- [EXTRAIT À LIRE]:
┄┄┄┄┄┄
Logique donc de rééditer l’exploit en continuant dans la même veine. C’est là que l’attitude punk revient en force. Aller où l’on ne vous attend pas. No Future ? Pas de route balisée qui y mènera. Les Beasties, à l’assaut du monde comme le montre la photo à l’intérieur de Licensed to Ill, posant devant le globe, se réfugient dans un petit magasin. Ils y confectionnent un album, Paul’s Boutique (1989) où se mêlent styles musicaux contrastés, portes de la perception franchies on ne sait comment, et envie de se faire plaisir, de rendre hommage aux influences méconnues par leur public MTVisé. Le tout finissant par le titre « B Boys bouillabaisse » qui résume bien la démarche de l’album et dure dix bonnes minutes. Mélanges de freestyle, de funk, de psychédélique. Avec toujours autant d’humour et des messages plus politiques, notamment dans leur dénonciation du racisme. Et quelques pas vers la country ! Le succès commercial est loin d’être au rendez-vous, mais l’album marque le tournant artistique. Et surtout une volonté d’indépendance.
2001 raisons d’être new-yorkais
Suivront des migrations entre Los Angeles et New York, une volonté de se produire soi-même, d’agrandir le cercle (DJ Hurricane, Mark Ramos Nishita, Mix Master Mike…) et de réintégrer la grande famille des instruments. Ainsi se développe Check Your Head (1991) avec l’hymne No Future trippant, diffusé sur un clip où des tapis de bombe parachèvent le cauchemar kubrickien : « Something’s Gotta Give », avec aussi des morceaux funk et des messages politiques. MCA, le mal rasé au blouson en cuir et aux Ray-Ban, avec son regard à vous challenger pour une baston, devient l’une des voix les plus militantes pour la cause tibétaine. Il rappe ce nouvel enthousiasme sur l’album Ill Communication (1994), avec la chanson « Bodhistava Vow ». L’humour est plus que jamais présent, avec l’adrénaline de leur tube « Sabotage », où le clip le plus délirant de l’histoire rend hommage à Starsky & Hutch, dans un décor 70’s où les Beasties incarnent flics et truands aux noms et mimiques mythiques. Suivra, dans la même veine, l’album Hello Nasty (1998) avec les tubes « Intergalactic » et « Body movin’ ».
┄┄┄┄┄┄
- [DONNÉES FOURNIES]:

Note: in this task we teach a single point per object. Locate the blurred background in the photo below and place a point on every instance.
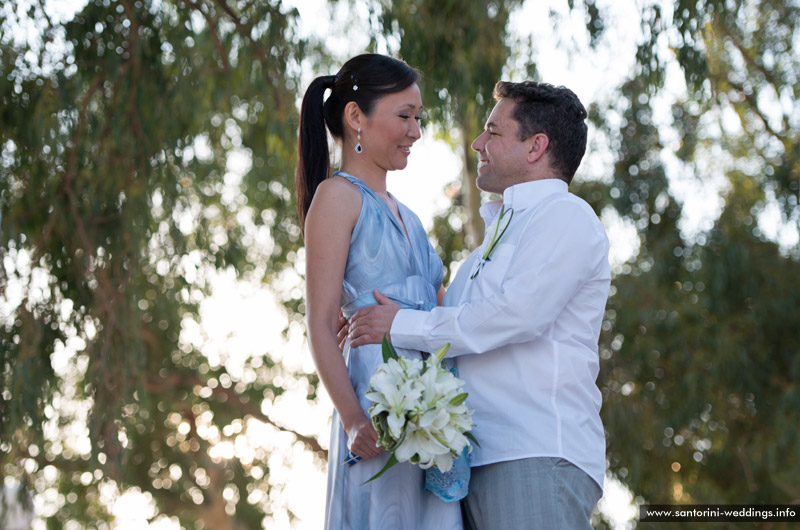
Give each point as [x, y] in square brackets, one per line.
[153, 365]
┄┄┄┄┄┄
- [CE QU'IL FAUT FAIRE]: Dans l'extrait sur les Beasties, relevez chaque album suivi d'une année entre parenthèses, avec cette année. Les lignes n'interviennent pas dans ce travail.

- [VOTRE RÉPONSE]:
Paul's Boutique (1989)
Check Your Head (1991)
Ill Communication (1994)
Hello Nasty (1998)